• [Zu erledigen]: Bitte nenne anhand des Lesetexts die Organisation, an die die Einnahmen des Songs „Sign of Hope“ gehen.

• [Lesetext]:

■ ■ ■

Im April haben Sie mit “Sign of Hope” einen Song zur Corona-Krise veröffentlicht. Wie kam es dazu?

Als sich Ende März die Situation so dramatisch entwickelte, fand ich es berührend, was die Musik-Community auf die Beine gestellt hat. Es gab viele kleine Homekonzerte. Das alles war sehr inspirierend, und aus dem Gefühl heraus, was alles um uns herum passierte, ist der Song fast nebenbei entstanden. Irgendwann habe ich mich mit der Akustikgitarre hingesetzt und drauflosgespielt. “Sign of Hope” haben wir ganz ohne Marketingplan auf unsere Social-Media-Kanäle gestellt. Es war ein kleines Lebenszeichen von der Band an all unsere Fans mit der Hoffnung, dass es allen gut geht und wir alle gesund bleiben. Natürlich war der Song auch ein Dankeschön an all diejenigen, die an vorderster Front gegen das Virus kämpfen. Ärzte, Pflegepersonal und alle, die den Laden am Laufen halten. Die Einnahmen des Songs gehen an die gemeinnützige Organisation Musicares.

■ ■ ■

• [Datensätze]:
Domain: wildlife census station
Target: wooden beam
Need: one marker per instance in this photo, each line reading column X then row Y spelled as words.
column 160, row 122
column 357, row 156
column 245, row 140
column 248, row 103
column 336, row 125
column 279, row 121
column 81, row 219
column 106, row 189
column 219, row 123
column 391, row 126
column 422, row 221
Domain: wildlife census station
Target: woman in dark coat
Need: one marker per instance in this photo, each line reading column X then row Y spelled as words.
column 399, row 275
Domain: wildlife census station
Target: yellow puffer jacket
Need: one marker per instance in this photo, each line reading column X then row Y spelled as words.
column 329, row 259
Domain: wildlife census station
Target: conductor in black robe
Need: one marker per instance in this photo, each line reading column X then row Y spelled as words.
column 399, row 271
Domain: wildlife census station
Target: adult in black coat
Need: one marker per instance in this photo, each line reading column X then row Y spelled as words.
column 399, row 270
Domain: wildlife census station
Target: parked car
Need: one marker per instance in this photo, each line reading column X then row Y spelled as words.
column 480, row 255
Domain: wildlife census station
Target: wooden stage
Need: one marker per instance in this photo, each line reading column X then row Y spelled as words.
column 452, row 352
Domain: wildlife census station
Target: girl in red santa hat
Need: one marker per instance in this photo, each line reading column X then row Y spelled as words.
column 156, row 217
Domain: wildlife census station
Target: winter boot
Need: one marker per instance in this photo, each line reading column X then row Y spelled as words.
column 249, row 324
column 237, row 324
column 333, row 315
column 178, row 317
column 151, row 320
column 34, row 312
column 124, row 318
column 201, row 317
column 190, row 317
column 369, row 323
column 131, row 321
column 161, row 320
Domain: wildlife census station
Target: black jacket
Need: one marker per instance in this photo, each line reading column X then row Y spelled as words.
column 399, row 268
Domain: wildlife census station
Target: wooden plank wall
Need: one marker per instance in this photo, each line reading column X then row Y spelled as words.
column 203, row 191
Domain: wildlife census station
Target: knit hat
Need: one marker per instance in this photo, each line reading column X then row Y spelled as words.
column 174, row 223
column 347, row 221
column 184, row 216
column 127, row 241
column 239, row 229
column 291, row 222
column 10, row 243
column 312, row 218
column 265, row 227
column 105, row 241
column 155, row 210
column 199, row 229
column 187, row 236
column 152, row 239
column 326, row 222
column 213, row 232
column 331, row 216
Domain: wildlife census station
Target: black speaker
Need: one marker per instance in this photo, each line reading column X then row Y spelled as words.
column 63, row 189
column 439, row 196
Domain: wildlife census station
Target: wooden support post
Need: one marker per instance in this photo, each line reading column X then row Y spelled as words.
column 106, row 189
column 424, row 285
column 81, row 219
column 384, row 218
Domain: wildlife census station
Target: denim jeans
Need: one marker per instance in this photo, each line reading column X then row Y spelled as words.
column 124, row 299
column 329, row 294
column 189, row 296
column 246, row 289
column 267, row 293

■ ■ ■

• [Erledigte Aufgabe]: Die Einnahmen gehen an die gemeinnützige Organisation Musicares.